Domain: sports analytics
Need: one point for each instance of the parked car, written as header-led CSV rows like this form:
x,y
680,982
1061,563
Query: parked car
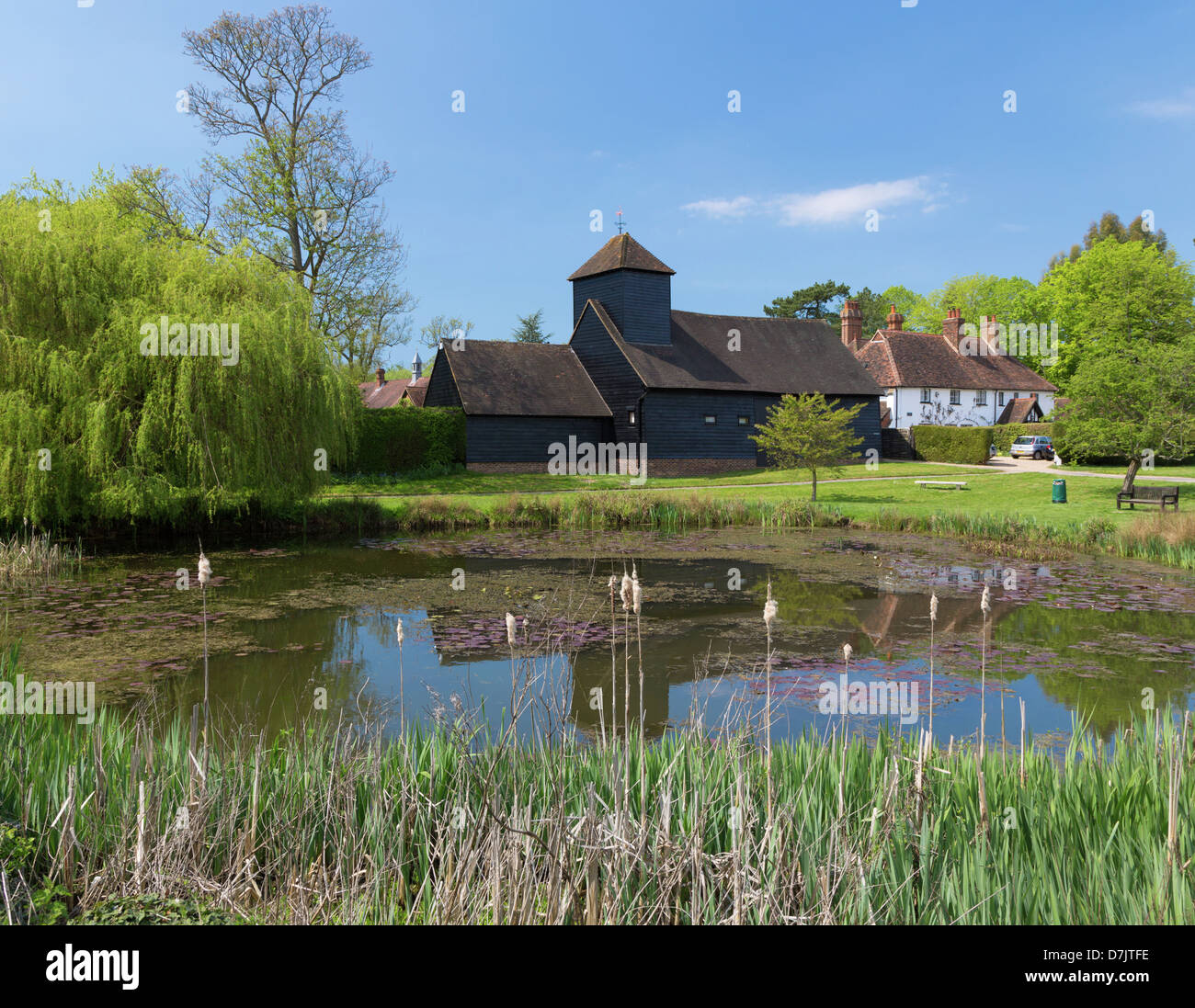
x,y
1031,447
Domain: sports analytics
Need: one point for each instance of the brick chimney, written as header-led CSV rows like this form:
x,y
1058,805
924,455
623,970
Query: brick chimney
x,y
852,325
951,326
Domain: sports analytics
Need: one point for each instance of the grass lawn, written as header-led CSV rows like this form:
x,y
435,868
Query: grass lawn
x,y
1023,494
477,484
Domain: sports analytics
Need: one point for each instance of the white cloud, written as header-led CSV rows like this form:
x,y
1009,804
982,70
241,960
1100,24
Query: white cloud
x,y
1179,108
828,207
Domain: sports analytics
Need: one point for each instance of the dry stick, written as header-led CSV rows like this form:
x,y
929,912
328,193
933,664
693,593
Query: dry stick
x,y
736,841
643,744
1022,741
983,792
142,835
933,618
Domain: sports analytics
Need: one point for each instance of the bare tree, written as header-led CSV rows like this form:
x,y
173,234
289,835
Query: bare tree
x,y
298,192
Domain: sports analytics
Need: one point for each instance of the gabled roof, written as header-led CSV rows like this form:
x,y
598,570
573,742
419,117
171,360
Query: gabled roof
x,y
416,390
1020,411
379,397
775,356
500,379
621,252
897,358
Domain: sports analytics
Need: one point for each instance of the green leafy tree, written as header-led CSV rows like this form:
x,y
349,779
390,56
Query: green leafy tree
x,y
1110,226
297,191
1112,298
530,329
1127,403
809,433
811,302
976,295
92,426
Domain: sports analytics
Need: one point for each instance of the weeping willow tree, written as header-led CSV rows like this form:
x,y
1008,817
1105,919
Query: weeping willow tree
x,y
96,426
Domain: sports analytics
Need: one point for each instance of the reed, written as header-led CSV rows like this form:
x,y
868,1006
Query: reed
x,y
335,823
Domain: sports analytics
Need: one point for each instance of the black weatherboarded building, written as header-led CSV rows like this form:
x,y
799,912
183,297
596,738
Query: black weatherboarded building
x,y
684,390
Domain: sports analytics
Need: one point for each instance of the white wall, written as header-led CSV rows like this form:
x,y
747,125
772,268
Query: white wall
x,y
907,407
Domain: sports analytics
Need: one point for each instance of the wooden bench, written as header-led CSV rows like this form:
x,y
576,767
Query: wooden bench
x,y
1162,496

_ _ _

Return each line exactly as written. Any picture gets left out.

- **Answer for this exercise**:
Domain: sports analytics
Need: one point for each instance of the parked car, written as header-led CSV rows like this form:
x,y
680,982
1061,563
Query: parked car
x,y
1031,447
Domain: sports analytics
Need: one point for each instance of the brick chimney, written as header-led CSV rows like this form:
x,y
1058,805
924,455
623,970
Query: brick chimney
x,y
852,325
951,326
Domain: sports analytics
Need: one point for each instance of the grass lawn, written as header-led CSV rows like this form:
x,y
435,868
Query: grass lawn
x,y
1023,494
477,484
Domain: sports analytics
Need: one point for each instance of the white cloud, written as header-led CSV rows like this form:
x,y
1009,804
982,70
241,960
1100,24
Query: white cloud
x,y
1179,108
828,207
Domain: sports analytics
Need: one point for each instance of the dry stick, written as header-led CSV rows like this form:
x,y
929,912
328,193
933,664
693,593
Query: dry stick
x,y
736,841
643,744
1022,741
983,792
142,835
933,618
Domain: sports analytics
Need: one point for each instance of the bare tree, written as header-led CSV rows like this form:
x,y
173,234
289,835
Query: bare tree
x,y
298,192
Domain: sports analytics
Need: one point for each instance of the gabled roof, written as header-led CSV rows like this form:
x,y
598,570
573,742
419,117
171,360
Query: gabled roof
x,y
416,390
1020,411
379,397
775,356
500,379
621,252
897,358
Domain: sports analytics
Need: one point for each instance of the green leafy tree, written as header-led CSV rows like this form:
x,y
349,779
390,56
Query: green leafy tree
x,y
1110,226
297,191
1112,298
530,329
1127,403
809,433
811,302
976,295
92,426
Domain: sports analytics
Need: one point for each instance of the weeping willow tree, written as header-led CSV rows like this form:
x,y
1008,817
1105,919
Query: weeping willow tree
x,y
96,426
Domain: sports analytics
Need: one point for each instance of the reed, written as header-led CSV rows like this form:
x,y
868,1006
Query: reed
x,y
335,823
Domain: sports analytics
Need: one point for each instance of the black weatherboarded building, written as header-led CSV rows like this form:
x,y
799,912
183,297
596,738
Query: black weatherboarded building
x,y
684,390
Domain: sports analytics
Need: one point for each instance of the white wall, written as header-led CSV rows like this form:
x,y
747,125
772,268
Query: white wall
x,y
907,407
Domain: sports analytics
Need: one point for each instance of the wooden bench, written as header-led CSV rows like this form:
x,y
576,767
Query: wooden bench
x,y
1162,496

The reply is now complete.